[Aim of the exercise]
Count the lines in the rows below that contain the string "cross". Reply with the number only.
**** Supplied data
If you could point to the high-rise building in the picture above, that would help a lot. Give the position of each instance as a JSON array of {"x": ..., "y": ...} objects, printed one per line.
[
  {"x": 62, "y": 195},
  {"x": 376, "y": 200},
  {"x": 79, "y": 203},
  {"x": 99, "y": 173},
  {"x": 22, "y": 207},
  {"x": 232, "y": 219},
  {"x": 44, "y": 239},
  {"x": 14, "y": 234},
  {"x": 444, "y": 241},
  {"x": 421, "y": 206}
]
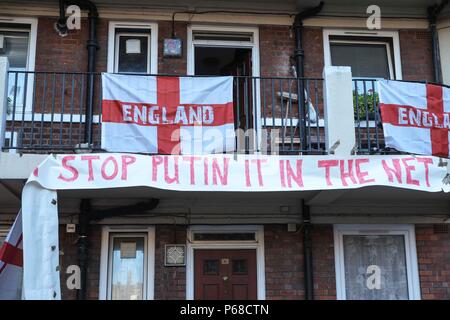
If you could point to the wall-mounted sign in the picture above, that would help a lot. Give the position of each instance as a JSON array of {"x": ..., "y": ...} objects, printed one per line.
[{"x": 175, "y": 255}]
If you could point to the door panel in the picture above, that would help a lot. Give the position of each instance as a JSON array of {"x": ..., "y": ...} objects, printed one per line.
[{"x": 225, "y": 275}]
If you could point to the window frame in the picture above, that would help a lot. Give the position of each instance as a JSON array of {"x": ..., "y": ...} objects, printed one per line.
[
  {"x": 31, "y": 58},
  {"x": 394, "y": 56},
  {"x": 113, "y": 48},
  {"x": 105, "y": 261},
  {"x": 407, "y": 231}
]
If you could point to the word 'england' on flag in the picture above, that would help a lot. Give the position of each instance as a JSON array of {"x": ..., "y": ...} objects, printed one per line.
[
  {"x": 416, "y": 117},
  {"x": 11, "y": 263},
  {"x": 167, "y": 115}
]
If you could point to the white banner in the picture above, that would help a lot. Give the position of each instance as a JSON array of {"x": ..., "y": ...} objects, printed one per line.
[{"x": 218, "y": 173}]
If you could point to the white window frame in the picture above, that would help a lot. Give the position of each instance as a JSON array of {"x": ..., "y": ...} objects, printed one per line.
[
  {"x": 396, "y": 73},
  {"x": 116, "y": 53},
  {"x": 149, "y": 265},
  {"x": 254, "y": 45},
  {"x": 258, "y": 245},
  {"x": 407, "y": 231},
  {"x": 113, "y": 49},
  {"x": 31, "y": 58}
]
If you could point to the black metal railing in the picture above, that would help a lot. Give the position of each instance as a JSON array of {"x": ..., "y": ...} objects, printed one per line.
[{"x": 47, "y": 112}]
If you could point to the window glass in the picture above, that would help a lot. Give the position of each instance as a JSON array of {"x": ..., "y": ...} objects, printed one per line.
[
  {"x": 375, "y": 267},
  {"x": 127, "y": 263},
  {"x": 366, "y": 60},
  {"x": 15, "y": 47},
  {"x": 133, "y": 53}
]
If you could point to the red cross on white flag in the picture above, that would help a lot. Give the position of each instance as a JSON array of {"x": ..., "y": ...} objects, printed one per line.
[
  {"x": 167, "y": 115},
  {"x": 11, "y": 263},
  {"x": 416, "y": 117}
]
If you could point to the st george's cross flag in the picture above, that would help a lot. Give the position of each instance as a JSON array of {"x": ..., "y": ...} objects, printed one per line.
[
  {"x": 11, "y": 263},
  {"x": 415, "y": 117},
  {"x": 167, "y": 115}
]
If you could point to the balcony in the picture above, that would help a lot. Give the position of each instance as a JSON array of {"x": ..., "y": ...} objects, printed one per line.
[{"x": 51, "y": 112}]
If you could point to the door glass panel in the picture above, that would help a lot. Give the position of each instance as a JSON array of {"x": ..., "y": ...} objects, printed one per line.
[
  {"x": 366, "y": 60},
  {"x": 127, "y": 268},
  {"x": 211, "y": 267},
  {"x": 375, "y": 267},
  {"x": 244, "y": 236}
]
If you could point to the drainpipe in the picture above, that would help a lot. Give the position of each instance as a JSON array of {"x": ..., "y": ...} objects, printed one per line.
[
  {"x": 307, "y": 252},
  {"x": 83, "y": 251},
  {"x": 92, "y": 47},
  {"x": 299, "y": 55},
  {"x": 433, "y": 14}
]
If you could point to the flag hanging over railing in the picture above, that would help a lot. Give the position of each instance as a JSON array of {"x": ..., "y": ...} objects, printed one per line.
[
  {"x": 416, "y": 117},
  {"x": 167, "y": 115},
  {"x": 11, "y": 263}
]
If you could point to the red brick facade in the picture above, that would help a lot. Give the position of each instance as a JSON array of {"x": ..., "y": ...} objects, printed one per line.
[{"x": 433, "y": 254}]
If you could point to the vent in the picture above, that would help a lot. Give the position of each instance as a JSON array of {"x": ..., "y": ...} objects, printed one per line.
[
  {"x": 219, "y": 36},
  {"x": 440, "y": 228}
]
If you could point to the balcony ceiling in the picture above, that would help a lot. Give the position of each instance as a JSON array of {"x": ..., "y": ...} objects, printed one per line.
[{"x": 397, "y": 8}]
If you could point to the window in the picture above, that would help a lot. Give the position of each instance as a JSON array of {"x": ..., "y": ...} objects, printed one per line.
[
  {"x": 18, "y": 44},
  {"x": 376, "y": 262},
  {"x": 370, "y": 55},
  {"x": 132, "y": 48},
  {"x": 127, "y": 264}
]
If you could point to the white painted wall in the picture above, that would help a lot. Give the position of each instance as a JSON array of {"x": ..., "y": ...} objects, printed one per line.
[{"x": 339, "y": 114}]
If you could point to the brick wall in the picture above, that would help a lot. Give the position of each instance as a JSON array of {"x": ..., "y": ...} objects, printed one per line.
[
  {"x": 323, "y": 258},
  {"x": 284, "y": 263},
  {"x": 433, "y": 254},
  {"x": 415, "y": 47}
]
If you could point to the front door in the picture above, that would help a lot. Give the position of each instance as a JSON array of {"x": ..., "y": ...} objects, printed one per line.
[{"x": 225, "y": 274}]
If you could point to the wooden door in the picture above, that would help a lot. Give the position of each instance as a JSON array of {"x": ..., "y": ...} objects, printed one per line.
[{"x": 225, "y": 275}]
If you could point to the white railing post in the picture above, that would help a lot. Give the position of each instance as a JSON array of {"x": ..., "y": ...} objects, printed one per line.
[
  {"x": 340, "y": 138},
  {"x": 4, "y": 66}
]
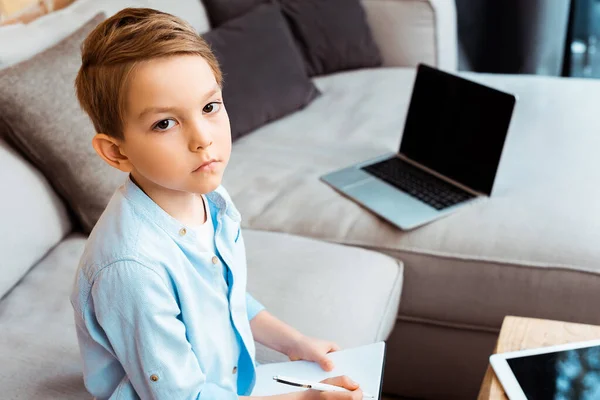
********
[Task answer]
2